◆ **文書の抜粋**:
レッスンは通常学級へ行くことを目標にしているのではありませんが、
境界域、標準より低めだった生徒さんが、
通常級へ進まれるケースは本当に多いです。

ですが、たった数年でどうにかなるというものではなく、
伸びたら伸びたで新たな課題もでてきます。

当面は、やっていけるのかもしれませんが、
やはり遅かれ早かれ限界がやってくることが
ほとんどのように思います。


療育とは、配慮とは。


レッスンで取り組んでいること、指導していることは、
一般的な習い事や塾では習得が難しいところでもありますし、
福岡では発達障害のお子さんのいらっしゃるご家庭の
大半の方が受けていらっしゃるであろう
発達支援センターや病院、事業所などで受けられる
『療育』と言われているものとは
趣旨も指導内容も大きく異なります。



"境界域から軽度になってしまいました。
いまの療育の先生には「特に問題なくやれている」と言われていたんですが・・"

と、いらっしゃる方も少なくありません。
何をやってそうなったのかは謎ですが。

これまでに、たくさんのご家庭をみてきましたが、
『できる』『やっている』の定義や基準は、
親御さんの学習経験、社会経験、生活環境などにより本当に様々だと感じます。

そこがレッスンのご理解を頂くうえで、
もっとも難しいと感じるポイントの1つでもあると感じています。


「学校?楽しいよ♪
勉強もわかるし、体育もできるし、友だちもいるし、給食も早く食べられてるよ♪」

と、年少時DQ85で通級をつけて、
なかなか好調な通常学級生活を送っていた2年生。

レッスン開始当初は
言語不明瞭、運動や書字の困難、
とりわけ数関連は全くといっていいほど
習得が難しいお子さんでした。


年少さんの秋から開始しましたが、
やはり小2の2学期も過ぎ、週1レッスンでは厳しい事態に。

1年生の秋から日に日に思考や言動の偏りが強くなっていきました。

逸脱した行動などはなく、集団でそれなりに過ごせていれば、
困っていること、外でどんな受け答えをしているのか、
に気付く機会を得られることなく見過ごされたままになってしまいます。

そして、小学校では低学年の間は、
計算と仮名、漢字といったものの学習がほぼメインであり、
一般的な学習でも、ある程度はなんとかなることもあります。

ご家庭によっては、ここだけを見て
『できる、できない』の判断ポイントになっていることもあるかもしれませんね。

家の外で、どんな受け答えをしているのか、どんな所作なのか。
大半の学校の担任の先生は「特に問題なくやれている」とおっしゃるでしょうが、
実際のところは、ダイジョウブじゃない場面も多くあるのが現実のようです。

先日、レッスン中に課題の内容が理解できなかったリクくんが、
「国語とか算数で、いい点がとれればいいからこんなのできなくていい」
という発言をしました。

すでに指示やルールの理解が難しく、
また、合理主義が過ぎるところは特性の1つでもありますが、
思ったことを何も考えず口にしてしまうことが目につくようになってきて、
年齢的にも、対人面で失敗してしまうことが増えてくるのかなとも感じています。

この言葉から、リクくんが『日々求められていること』どのように受け取り、
どんな姿勢で物事に取り組んでいるのかも垣間見えますね。

◆ **調べるデータ**:

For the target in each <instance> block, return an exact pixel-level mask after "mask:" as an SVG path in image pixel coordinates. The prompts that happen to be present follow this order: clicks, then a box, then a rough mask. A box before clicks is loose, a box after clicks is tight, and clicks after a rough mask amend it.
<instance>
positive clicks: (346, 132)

* * *

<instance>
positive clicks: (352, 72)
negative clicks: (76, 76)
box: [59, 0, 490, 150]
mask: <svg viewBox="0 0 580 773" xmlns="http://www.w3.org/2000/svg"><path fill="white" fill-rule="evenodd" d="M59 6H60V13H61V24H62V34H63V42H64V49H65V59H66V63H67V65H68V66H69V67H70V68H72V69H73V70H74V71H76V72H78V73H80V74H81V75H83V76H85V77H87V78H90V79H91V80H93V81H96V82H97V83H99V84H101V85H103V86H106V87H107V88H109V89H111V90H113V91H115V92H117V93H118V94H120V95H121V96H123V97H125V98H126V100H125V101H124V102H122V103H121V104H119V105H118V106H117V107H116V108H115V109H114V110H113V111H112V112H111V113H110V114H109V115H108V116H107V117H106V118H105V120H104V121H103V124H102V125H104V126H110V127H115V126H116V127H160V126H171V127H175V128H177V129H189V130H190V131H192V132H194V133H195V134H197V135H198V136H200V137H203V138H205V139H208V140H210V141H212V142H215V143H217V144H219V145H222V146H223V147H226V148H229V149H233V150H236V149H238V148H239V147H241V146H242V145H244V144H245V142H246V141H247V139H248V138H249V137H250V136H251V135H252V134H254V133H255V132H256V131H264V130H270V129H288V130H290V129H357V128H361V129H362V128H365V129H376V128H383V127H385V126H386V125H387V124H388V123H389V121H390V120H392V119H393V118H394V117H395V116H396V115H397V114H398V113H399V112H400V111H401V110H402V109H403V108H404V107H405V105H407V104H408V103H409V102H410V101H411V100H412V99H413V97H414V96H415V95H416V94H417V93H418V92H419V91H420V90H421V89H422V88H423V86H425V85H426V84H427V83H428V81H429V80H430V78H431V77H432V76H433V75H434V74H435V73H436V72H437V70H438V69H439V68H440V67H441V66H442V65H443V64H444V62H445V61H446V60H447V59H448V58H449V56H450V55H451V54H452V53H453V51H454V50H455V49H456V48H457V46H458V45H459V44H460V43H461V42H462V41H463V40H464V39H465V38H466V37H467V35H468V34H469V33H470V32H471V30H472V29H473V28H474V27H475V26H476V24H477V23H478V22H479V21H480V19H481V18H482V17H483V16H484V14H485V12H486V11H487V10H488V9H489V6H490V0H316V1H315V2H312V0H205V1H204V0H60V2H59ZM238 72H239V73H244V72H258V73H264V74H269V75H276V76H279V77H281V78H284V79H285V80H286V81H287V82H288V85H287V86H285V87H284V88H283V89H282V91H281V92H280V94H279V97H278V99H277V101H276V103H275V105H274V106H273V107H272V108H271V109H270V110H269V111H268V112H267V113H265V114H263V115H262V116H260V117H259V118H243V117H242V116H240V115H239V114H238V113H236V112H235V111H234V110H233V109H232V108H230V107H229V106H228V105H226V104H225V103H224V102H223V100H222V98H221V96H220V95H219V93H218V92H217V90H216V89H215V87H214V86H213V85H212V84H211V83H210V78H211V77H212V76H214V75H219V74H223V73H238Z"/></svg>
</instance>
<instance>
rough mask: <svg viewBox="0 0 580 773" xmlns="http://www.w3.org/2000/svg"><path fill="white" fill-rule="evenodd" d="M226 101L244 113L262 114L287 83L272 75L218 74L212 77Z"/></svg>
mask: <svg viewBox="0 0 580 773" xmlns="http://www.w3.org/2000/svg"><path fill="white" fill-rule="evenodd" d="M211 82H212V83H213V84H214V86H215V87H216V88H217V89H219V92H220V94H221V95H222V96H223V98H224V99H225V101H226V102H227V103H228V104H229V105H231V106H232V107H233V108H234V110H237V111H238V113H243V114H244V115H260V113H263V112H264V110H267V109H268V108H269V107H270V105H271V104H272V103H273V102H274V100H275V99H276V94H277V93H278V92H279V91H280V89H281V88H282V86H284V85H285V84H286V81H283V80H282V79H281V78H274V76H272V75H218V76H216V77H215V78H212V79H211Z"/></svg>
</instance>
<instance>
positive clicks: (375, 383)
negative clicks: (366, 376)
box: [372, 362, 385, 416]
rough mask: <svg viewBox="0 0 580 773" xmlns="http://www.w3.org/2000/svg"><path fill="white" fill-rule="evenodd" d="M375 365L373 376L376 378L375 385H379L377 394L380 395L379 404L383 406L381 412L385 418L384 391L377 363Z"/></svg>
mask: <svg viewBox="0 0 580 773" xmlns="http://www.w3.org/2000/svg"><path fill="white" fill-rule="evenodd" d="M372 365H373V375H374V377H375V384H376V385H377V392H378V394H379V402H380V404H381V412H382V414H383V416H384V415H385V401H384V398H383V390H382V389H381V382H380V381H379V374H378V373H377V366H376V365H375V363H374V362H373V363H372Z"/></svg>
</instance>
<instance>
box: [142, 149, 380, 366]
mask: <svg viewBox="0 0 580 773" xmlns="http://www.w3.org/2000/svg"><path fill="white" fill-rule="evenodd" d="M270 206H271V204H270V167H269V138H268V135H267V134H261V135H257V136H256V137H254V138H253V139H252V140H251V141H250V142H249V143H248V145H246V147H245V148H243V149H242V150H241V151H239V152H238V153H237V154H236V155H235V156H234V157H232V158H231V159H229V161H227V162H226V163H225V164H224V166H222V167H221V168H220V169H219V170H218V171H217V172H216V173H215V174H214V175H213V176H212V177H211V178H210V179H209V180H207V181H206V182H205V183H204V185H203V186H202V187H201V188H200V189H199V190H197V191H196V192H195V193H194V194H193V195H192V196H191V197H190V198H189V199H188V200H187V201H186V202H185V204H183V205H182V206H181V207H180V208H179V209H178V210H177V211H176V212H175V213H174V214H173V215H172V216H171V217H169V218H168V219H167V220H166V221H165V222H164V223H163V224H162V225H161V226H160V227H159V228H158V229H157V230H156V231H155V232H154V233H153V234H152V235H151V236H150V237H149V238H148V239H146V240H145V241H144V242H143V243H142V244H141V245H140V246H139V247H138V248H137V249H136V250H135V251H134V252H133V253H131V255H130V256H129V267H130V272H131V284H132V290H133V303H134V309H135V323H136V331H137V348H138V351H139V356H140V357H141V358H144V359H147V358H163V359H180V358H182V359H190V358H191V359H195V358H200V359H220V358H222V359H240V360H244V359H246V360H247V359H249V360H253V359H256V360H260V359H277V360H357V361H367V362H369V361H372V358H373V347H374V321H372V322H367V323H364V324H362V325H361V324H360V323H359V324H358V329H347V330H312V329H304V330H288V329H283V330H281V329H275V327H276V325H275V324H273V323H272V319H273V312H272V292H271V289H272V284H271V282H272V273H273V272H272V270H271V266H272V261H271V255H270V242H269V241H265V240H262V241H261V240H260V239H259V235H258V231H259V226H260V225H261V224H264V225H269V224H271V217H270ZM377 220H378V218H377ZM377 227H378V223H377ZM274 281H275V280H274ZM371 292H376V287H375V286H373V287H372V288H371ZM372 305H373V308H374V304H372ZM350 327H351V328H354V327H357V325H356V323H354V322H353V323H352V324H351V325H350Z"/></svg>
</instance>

◆ **やること**:
**A.** 次の(i)〜(iii)が上の療育レッスンについての文章と合っているか、それぞれ「はい」か「いいえ」で答え、判断の決め手になる文章中の語句を正確に引用すること。
(i) 2年生のお子さんは、レッスン開始当初、数に関することの習得がとても難しかった。
(ii) レッスンは通常学級へ進むことを目標にしている。
(iii) 2年生のお子さんがレッスンを始めたのは小学1年生の春だった。
**B.** 療育レッスンについての文章を、最後の文の後から続けて書くこと。

◆ **解答**:
**A.**
(i) はい。「とりわけ数関連は全くといっていいほど」
(ii) いいえ。「レッスンは通常学級へ行くことを目標にしているのではありません」
(iii) いいえ。「年少さんの秋から開始しましたが」

**B.**
しかし、リクくんの学習に関していえば、
仰天な漢字を書いており、計算はパターンの習得に時間がかかり、
毎日の宿題に時間がかかってなかなか終わらないとのことでした。


また、ぐりの言うところの『身体の動かし方』や『感覚機能』は、
体操教室やスイミングで求められるそれとは全く異なります。

一般的には教えなくても備わっているであろうと思われる
単純な作業に必要な動作が驚くほど難しく、
親御さんが習得して欲しいと願うことを鍛えることはできない場合も多くあります。

また、見本や周囲と動きが大幅にズレていることが大真面目にわからず、
「合っている」「できている」をムキになって反論したりとややこしかったりも。

リクくんも就学前から発達障害の支援の運動教室に通われていましたが、
ぐりによるチェックでは惨憺たるものでした。


レッスンでは運動機能、感覚機能訓練の要素を盛り込んだ指導もしておりますが、
学習障害がみられると、まずは学校生活が最優先事項にならざるを得ません。
そして、その学習は訓練に向けた必要な準備を兼ねているものでもあり、
実際に機能訓練にはいるまでは、かなりの時間を要します。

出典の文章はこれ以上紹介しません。